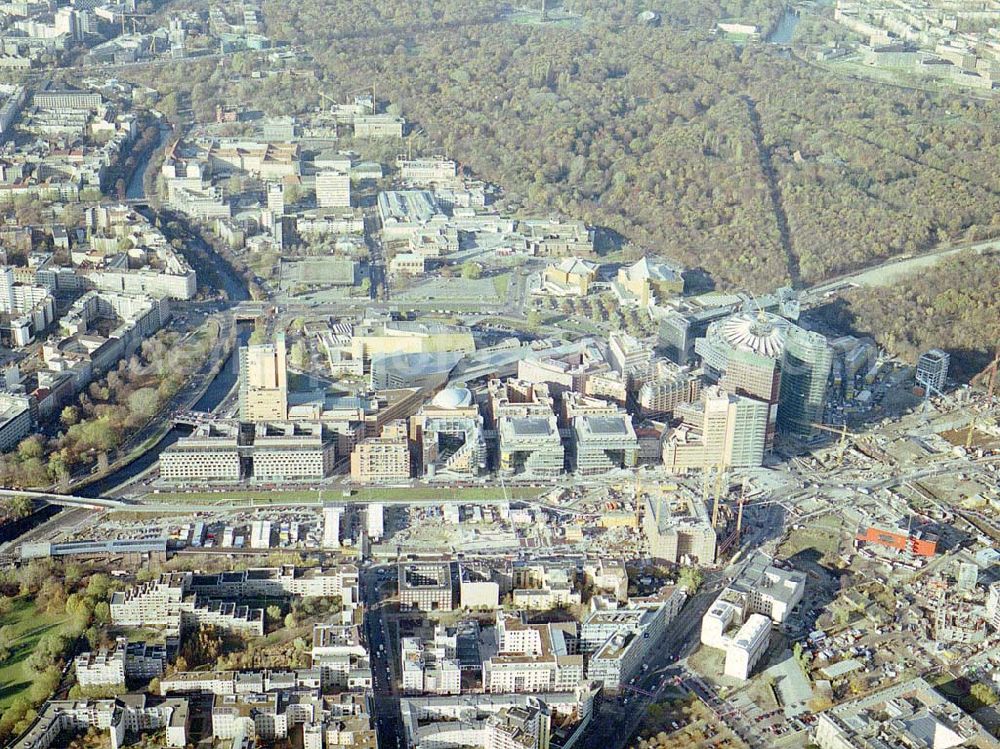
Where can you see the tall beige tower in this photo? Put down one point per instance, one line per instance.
(722, 430)
(264, 381)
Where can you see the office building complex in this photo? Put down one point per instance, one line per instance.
(530, 445)
(648, 282)
(533, 657)
(430, 667)
(722, 430)
(375, 520)
(678, 529)
(263, 385)
(619, 641)
(425, 586)
(333, 189)
(767, 358)
(932, 370)
(805, 370)
(603, 443)
(571, 276)
(384, 458)
(332, 516)
(668, 386)
(918, 716)
(739, 621)
(16, 420)
(272, 451)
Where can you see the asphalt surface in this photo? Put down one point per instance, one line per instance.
(381, 646)
(616, 719)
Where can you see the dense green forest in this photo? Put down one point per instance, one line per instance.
(758, 168)
(954, 306)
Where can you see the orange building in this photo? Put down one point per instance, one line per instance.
(918, 543)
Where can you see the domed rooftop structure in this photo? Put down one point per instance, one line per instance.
(758, 333)
(452, 398)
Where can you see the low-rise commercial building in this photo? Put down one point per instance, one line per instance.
(604, 443)
(384, 458)
(425, 586)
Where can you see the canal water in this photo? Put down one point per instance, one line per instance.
(236, 291)
(783, 32)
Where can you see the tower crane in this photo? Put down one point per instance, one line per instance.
(842, 442)
(991, 374)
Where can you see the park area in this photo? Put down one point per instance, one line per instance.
(22, 627)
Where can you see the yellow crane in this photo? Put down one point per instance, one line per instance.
(842, 442)
(991, 373)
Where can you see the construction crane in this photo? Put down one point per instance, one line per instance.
(842, 442)
(991, 373)
(719, 477)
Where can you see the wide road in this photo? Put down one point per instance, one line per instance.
(617, 719)
(381, 647)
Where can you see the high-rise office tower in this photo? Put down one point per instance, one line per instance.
(263, 381)
(805, 371)
(932, 370)
(276, 198)
(375, 517)
(331, 526)
(333, 189)
(744, 352)
(6, 288)
(722, 430)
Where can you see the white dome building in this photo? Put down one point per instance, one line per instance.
(452, 398)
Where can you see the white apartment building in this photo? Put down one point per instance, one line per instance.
(620, 640)
(993, 606)
(331, 526)
(429, 667)
(137, 660)
(375, 520)
(519, 727)
(747, 647)
(333, 189)
(533, 658)
(427, 171)
(260, 534)
(101, 669)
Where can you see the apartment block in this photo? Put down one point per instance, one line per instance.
(384, 458)
(533, 657)
(425, 586)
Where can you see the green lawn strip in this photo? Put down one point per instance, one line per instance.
(28, 626)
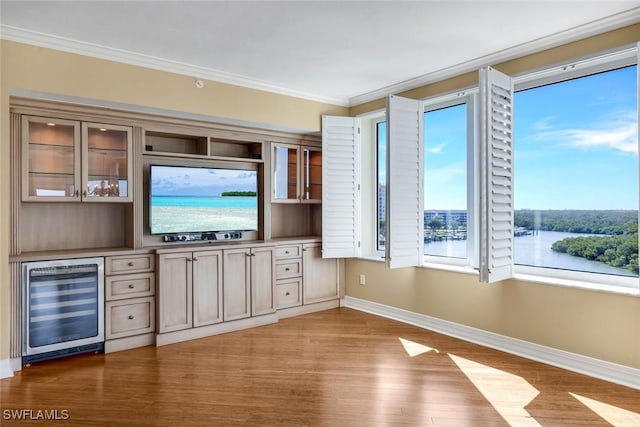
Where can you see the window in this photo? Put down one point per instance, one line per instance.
(446, 184)
(448, 132)
(542, 181)
(576, 174)
(381, 182)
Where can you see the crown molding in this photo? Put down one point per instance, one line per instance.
(610, 23)
(118, 55)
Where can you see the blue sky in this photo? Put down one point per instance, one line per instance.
(194, 181)
(576, 144)
(575, 147)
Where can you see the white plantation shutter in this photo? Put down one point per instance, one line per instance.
(340, 187)
(405, 170)
(496, 181)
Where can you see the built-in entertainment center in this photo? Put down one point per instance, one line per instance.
(204, 227)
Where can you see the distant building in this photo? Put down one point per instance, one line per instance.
(382, 200)
(448, 217)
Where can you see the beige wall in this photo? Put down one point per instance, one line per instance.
(596, 324)
(44, 70)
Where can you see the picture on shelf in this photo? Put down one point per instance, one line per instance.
(187, 199)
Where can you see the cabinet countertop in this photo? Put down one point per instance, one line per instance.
(195, 246)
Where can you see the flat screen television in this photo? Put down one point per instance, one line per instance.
(185, 199)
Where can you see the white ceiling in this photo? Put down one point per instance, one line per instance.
(343, 52)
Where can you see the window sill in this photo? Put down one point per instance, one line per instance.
(577, 284)
(465, 269)
(372, 258)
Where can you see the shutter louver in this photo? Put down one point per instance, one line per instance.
(340, 187)
(405, 170)
(496, 184)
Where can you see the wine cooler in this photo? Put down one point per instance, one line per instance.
(63, 308)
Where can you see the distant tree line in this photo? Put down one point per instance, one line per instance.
(617, 246)
(617, 251)
(239, 193)
(618, 222)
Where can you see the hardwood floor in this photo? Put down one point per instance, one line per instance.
(339, 367)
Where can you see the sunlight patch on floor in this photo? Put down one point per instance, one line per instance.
(414, 349)
(612, 414)
(509, 394)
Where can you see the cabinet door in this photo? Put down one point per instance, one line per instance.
(263, 281)
(236, 284)
(319, 275)
(175, 292)
(285, 174)
(106, 157)
(50, 159)
(207, 287)
(312, 175)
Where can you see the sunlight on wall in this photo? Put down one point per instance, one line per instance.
(612, 414)
(414, 349)
(509, 394)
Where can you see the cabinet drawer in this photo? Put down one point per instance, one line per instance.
(289, 251)
(129, 317)
(129, 264)
(288, 293)
(290, 268)
(129, 286)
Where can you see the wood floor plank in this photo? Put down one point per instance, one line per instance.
(339, 367)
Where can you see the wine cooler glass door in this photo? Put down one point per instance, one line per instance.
(63, 304)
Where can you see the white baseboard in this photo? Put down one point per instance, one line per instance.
(5, 368)
(597, 368)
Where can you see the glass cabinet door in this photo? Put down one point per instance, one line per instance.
(312, 174)
(106, 172)
(50, 159)
(285, 173)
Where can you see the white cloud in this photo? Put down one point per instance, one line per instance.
(437, 149)
(543, 124)
(620, 133)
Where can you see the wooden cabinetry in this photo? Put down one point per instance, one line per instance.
(288, 276)
(201, 146)
(129, 301)
(190, 291)
(249, 280)
(319, 275)
(296, 174)
(66, 160)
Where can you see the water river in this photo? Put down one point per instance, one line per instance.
(534, 250)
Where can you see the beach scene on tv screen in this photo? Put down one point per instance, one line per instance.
(188, 199)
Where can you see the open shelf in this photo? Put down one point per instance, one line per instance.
(177, 145)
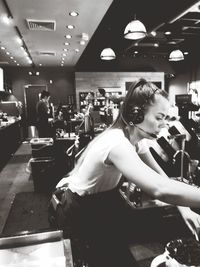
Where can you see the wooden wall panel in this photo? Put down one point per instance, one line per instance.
(91, 81)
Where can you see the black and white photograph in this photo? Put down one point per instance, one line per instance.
(99, 133)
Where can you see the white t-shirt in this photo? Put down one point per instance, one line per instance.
(93, 175)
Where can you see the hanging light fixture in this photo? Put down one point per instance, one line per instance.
(176, 55)
(107, 54)
(135, 30)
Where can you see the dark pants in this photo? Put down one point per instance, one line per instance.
(102, 220)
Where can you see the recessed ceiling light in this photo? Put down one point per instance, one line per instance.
(68, 36)
(70, 27)
(6, 19)
(153, 33)
(82, 42)
(73, 13)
--*--
Exercise ▸ Update the entries, starting at the line that contains "Where can you see the dark" and continuing through the end, by replacing "pants" with "trousers". Leave everything else unchanged.

Exercise output ▸
Where can you see the dark trousers in this photo? Put down one point per instance, one line per instance.
(102, 220)
Where can you see the recessed ceiling light in this photo? Put down one point per instance, one line per instance.
(68, 36)
(70, 27)
(6, 19)
(153, 33)
(82, 42)
(73, 13)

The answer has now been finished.